Copy the items below word for word, starting with the line that contains "the blue t-shirt" and continuing through the last line of the items.

---------------

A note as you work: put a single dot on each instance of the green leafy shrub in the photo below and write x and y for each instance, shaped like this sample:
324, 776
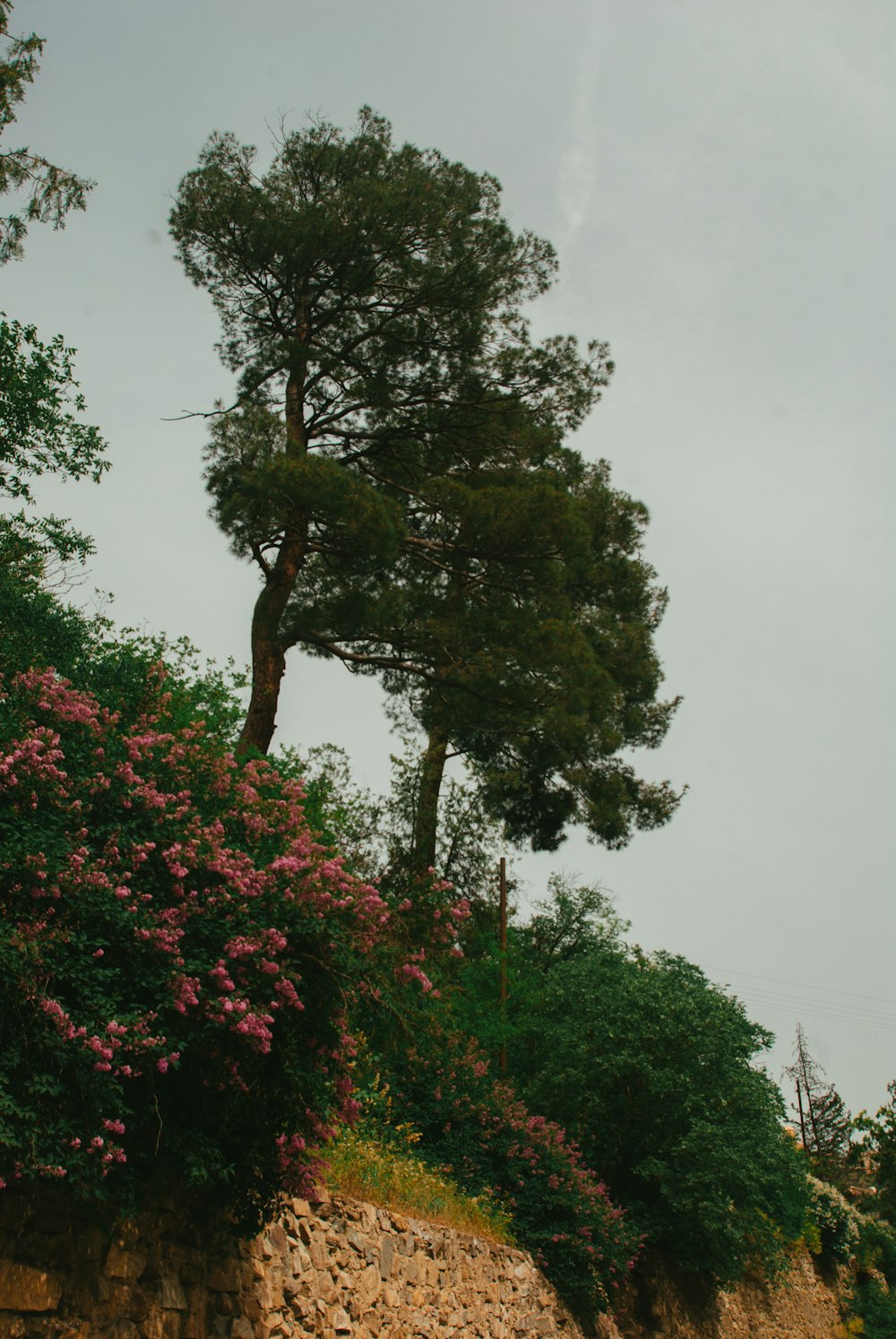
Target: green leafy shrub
871, 1309
177, 955
382, 1165
831, 1222
650, 1068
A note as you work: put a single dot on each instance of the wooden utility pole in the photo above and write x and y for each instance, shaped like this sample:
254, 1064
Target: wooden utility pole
503, 942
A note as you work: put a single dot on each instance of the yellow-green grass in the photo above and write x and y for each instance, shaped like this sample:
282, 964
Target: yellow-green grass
362, 1168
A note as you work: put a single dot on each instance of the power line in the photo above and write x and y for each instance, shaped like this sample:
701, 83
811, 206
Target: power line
827, 989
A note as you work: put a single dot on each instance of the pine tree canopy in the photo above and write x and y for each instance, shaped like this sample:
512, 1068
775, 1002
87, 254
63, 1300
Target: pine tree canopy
395, 466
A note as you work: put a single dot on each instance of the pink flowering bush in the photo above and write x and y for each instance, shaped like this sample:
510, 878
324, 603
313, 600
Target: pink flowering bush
477, 1127
177, 956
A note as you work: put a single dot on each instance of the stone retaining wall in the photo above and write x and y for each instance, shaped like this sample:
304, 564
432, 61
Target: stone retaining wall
335, 1270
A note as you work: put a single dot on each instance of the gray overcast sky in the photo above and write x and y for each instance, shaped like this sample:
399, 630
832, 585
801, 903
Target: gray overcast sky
718, 181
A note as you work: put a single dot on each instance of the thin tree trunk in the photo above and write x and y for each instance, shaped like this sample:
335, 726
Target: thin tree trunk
427, 801
268, 651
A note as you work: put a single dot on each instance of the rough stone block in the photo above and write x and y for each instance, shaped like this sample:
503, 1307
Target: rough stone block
24, 1288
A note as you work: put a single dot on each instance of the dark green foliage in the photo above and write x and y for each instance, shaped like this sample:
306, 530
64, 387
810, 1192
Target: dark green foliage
370, 298
538, 643
40, 404
874, 1304
879, 1141
50, 192
649, 1067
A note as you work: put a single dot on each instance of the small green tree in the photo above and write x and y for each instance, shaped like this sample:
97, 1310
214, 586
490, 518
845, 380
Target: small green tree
541, 655
40, 403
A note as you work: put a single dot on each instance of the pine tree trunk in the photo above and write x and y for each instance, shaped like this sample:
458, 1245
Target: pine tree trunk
427, 801
268, 650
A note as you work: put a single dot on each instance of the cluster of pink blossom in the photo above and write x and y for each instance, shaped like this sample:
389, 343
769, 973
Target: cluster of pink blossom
185, 913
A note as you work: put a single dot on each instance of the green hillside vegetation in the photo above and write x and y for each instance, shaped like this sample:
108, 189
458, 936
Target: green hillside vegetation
221, 970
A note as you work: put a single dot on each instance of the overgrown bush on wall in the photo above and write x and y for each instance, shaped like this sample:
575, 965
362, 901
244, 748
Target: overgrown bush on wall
177, 955
492, 1143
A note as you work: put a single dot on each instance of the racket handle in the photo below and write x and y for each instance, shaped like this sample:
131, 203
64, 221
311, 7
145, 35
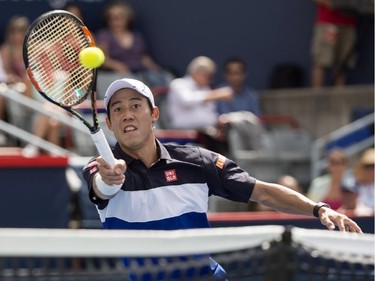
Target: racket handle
103, 147
105, 151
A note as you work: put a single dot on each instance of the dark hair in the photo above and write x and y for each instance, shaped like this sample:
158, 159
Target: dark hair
235, 59
125, 6
109, 114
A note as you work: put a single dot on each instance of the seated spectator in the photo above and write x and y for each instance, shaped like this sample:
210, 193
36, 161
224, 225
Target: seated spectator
75, 9
244, 98
12, 53
329, 188
191, 101
364, 172
125, 48
14, 73
192, 105
239, 116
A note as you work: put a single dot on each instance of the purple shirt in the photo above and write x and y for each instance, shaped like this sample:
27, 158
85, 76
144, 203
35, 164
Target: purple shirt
132, 56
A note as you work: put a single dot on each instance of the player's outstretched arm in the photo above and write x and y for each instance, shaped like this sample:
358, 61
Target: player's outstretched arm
108, 181
286, 200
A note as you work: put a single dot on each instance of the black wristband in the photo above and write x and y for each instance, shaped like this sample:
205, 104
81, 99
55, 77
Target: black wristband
317, 208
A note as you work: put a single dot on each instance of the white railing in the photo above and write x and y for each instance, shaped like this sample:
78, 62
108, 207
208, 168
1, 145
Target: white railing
318, 163
13, 94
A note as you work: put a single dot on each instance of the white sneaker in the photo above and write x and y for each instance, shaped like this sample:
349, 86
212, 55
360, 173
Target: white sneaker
30, 150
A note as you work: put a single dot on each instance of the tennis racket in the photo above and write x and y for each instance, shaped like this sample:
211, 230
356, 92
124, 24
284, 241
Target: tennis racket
51, 56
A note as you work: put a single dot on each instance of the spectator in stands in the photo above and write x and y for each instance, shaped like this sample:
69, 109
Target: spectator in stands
333, 43
12, 54
238, 117
191, 102
364, 172
75, 9
244, 98
125, 48
12, 49
329, 187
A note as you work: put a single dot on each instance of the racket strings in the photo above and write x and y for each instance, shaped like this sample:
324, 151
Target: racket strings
53, 49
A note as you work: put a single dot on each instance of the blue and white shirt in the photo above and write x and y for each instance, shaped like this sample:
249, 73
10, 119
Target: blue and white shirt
173, 193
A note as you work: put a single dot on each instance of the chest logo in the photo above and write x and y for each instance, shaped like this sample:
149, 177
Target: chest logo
170, 175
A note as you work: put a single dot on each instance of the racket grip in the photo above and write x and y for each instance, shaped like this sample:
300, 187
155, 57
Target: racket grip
107, 190
105, 151
103, 147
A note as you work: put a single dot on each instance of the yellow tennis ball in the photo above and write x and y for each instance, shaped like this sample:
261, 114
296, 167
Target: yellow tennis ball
91, 57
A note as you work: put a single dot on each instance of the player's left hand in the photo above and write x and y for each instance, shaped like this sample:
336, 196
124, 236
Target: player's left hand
331, 219
110, 175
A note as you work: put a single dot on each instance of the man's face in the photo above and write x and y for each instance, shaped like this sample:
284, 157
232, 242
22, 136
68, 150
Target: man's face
131, 119
235, 74
203, 77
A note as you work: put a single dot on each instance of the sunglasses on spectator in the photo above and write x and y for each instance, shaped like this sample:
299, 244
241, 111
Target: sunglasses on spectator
336, 162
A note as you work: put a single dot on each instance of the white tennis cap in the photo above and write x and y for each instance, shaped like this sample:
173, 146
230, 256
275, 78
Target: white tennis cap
125, 83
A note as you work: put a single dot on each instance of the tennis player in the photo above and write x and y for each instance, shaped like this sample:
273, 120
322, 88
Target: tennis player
167, 186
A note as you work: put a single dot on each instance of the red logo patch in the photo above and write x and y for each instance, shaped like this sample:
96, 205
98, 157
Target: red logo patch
170, 175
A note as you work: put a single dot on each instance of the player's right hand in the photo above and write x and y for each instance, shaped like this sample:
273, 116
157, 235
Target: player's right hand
112, 176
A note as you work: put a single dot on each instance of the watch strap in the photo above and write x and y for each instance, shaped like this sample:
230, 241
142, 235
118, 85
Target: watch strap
317, 208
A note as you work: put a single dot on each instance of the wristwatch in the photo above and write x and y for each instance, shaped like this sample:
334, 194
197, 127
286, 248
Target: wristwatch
317, 208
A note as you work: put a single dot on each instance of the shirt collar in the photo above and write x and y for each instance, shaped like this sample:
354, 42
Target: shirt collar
162, 151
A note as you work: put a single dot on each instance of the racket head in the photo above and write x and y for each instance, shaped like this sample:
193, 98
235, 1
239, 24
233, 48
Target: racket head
51, 55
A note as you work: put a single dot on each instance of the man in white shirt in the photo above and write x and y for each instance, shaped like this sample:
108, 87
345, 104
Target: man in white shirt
191, 101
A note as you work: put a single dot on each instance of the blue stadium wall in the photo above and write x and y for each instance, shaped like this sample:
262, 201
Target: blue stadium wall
265, 33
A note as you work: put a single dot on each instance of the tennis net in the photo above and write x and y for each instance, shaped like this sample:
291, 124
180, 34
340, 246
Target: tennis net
246, 253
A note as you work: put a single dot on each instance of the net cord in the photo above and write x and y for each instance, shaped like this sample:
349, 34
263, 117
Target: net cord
82, 243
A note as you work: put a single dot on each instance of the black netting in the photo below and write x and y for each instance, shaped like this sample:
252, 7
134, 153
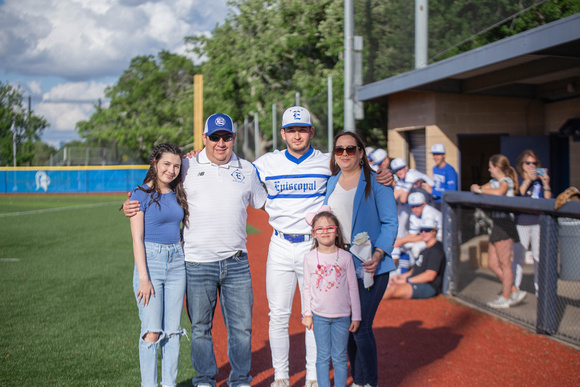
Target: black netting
538, 253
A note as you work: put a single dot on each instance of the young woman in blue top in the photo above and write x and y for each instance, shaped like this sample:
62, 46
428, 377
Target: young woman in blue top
363, 205
159, 275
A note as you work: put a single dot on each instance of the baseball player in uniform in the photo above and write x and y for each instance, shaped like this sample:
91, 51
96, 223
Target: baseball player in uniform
412, 243
295, 179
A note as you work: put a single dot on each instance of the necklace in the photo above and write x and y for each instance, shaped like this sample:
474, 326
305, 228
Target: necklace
320, 266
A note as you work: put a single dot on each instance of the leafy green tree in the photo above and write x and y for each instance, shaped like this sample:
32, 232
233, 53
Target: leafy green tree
14, 117
150, 104
266, 51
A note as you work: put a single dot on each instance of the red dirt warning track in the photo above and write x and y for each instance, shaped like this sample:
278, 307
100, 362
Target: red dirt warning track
420, 342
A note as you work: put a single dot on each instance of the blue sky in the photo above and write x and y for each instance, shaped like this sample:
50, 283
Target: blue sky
63, 53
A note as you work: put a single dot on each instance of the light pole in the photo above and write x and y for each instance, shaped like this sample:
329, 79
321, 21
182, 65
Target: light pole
348, 61
13, 144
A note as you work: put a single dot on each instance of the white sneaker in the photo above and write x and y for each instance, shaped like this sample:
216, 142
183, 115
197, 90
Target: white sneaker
518, 297
281, 383
500, 303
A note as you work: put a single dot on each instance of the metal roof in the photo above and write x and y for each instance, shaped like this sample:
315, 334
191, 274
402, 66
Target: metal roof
540, 63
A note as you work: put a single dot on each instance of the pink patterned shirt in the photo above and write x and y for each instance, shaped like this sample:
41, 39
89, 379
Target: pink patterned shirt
330, 286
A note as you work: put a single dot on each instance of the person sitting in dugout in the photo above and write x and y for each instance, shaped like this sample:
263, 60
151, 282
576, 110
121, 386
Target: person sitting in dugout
424, 280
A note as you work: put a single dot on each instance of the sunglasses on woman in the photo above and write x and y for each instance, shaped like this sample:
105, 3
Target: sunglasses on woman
350, 150
329, 229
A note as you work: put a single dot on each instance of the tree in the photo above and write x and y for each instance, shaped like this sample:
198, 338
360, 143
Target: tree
150, 104
266, 51
15, 117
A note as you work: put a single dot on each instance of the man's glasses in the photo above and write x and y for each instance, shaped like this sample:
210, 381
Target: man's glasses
329, 229
218, 137
292, 130
350, 150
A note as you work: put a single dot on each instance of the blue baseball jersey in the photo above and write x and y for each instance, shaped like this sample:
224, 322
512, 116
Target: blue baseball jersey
445, 180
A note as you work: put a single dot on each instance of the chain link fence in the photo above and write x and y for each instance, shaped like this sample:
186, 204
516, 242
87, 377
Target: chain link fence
540, 255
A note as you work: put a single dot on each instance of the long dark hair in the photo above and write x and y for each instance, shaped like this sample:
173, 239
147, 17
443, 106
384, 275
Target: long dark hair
522, 158
339, 238
502, 162
176, 185
365, 160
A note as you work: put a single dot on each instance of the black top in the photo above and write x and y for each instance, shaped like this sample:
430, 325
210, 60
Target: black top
432, 258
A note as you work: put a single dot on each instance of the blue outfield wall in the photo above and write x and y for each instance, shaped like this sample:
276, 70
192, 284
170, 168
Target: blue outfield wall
118, 178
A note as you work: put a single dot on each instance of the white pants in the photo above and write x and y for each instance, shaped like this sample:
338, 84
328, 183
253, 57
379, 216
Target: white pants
527, 234
285, 268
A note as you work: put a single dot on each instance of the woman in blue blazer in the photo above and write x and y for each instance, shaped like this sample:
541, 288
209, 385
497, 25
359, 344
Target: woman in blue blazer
363, 205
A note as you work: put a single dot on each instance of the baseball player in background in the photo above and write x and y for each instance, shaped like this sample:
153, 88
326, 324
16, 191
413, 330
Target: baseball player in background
295, 179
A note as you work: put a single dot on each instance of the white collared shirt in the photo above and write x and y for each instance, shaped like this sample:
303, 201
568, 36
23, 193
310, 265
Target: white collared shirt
218, 196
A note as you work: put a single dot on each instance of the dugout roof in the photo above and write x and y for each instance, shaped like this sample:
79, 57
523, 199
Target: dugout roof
541, 63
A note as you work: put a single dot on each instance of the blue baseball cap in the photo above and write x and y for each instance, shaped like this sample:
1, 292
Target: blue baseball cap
219, 122
296, 116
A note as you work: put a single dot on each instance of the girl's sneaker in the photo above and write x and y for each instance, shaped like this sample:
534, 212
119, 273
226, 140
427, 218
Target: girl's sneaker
500, 303
518, 297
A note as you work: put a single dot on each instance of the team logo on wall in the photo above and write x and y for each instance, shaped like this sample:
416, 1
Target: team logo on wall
42, 181
238, 176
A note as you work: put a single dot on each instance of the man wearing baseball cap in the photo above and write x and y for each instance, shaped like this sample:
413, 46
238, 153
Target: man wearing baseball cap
444, 175
296, 182
424, 280
219, 187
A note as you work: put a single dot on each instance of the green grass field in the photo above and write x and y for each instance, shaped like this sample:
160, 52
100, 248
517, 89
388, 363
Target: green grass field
67, 311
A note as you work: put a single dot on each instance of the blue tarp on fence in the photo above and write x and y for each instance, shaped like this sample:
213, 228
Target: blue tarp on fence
71, 179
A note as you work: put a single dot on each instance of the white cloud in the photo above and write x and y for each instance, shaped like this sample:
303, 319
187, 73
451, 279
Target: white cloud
80, 91
78, 39
66, 104
35, 87
62, 52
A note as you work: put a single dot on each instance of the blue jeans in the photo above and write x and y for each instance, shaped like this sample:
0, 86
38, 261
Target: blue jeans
331, 335
166, 269
231, 278
362, 347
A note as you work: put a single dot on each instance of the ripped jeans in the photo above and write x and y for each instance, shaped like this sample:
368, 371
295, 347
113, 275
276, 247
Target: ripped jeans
166, 269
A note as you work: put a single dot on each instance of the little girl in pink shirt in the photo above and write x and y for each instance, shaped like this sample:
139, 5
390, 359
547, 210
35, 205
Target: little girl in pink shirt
331, 297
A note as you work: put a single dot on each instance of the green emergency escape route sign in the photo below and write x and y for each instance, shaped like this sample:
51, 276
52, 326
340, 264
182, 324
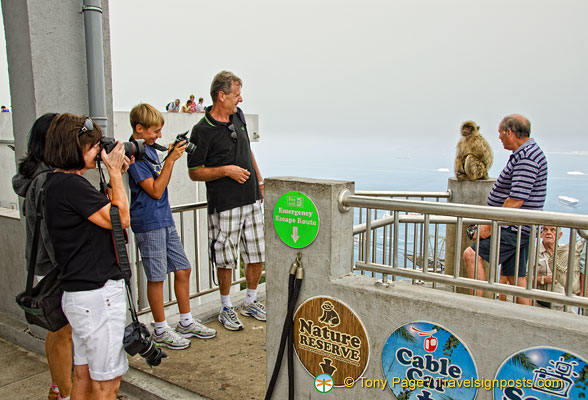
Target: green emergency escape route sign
296, 219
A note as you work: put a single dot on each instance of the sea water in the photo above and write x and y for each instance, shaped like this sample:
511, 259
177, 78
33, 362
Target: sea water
406, 164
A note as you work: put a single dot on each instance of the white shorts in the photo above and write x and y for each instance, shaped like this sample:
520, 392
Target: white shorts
97, 318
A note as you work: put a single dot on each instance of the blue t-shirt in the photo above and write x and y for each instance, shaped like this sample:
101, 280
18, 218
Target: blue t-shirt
147, 213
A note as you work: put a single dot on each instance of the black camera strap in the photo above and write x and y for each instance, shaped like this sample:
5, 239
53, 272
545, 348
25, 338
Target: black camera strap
122, 258
35, 242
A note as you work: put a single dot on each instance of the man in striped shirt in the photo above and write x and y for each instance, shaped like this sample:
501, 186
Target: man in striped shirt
521, 184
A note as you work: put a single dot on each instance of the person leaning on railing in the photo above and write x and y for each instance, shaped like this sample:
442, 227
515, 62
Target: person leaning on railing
545, 278
79, 225
521, 184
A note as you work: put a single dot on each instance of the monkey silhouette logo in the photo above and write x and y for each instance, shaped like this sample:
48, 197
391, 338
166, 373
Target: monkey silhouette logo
474, 156
330, 316
327, 366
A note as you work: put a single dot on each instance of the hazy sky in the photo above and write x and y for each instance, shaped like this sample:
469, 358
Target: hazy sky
387, 69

---------------

> **Answer below**:
A note as you work: put a single dot on each instance of the blue t-shirt in the photo above and write x and y for each instance, shaped like this sample:
101, 280
18, 218
Target: blue t-shirt
147, 213
A note as you work: put a single dot on each instance of the black camera strap in the photo above and write x and y for each instance, shaped like this sample:
5, 239
53, 272
545, 348
25, 338
Target: black camera strap
122, 258
35, 242
A note as you work: put a single dot on each instance of the man in striped shirt in the photo above and write x and y for each instance, shaped like this sample:
501, 186
Target: man in striped shirt
521, 184
A note as you work: put a single dot on each instance of the person leaning on railing in the photo above and write x and y for each instance, shaped like this sample:
442, 227
515, 62
Target: person leaning on railing
545, 278
79, 225
521, 184
A note as you work: put a single dot on each instance of the monkey silhouette logo in the photo above and write x and y for each instance, shaped like this sample:
48, 197
391, 338
166, 373
Target: monkey silhouette logo
474, 156
330, 316
327, 366
A note as you work: put a single dot on each instance of the hazy sky in the photo above and write x and y for each instance, shaped like this sample:
469, 358
Target: hazy sky
387, 69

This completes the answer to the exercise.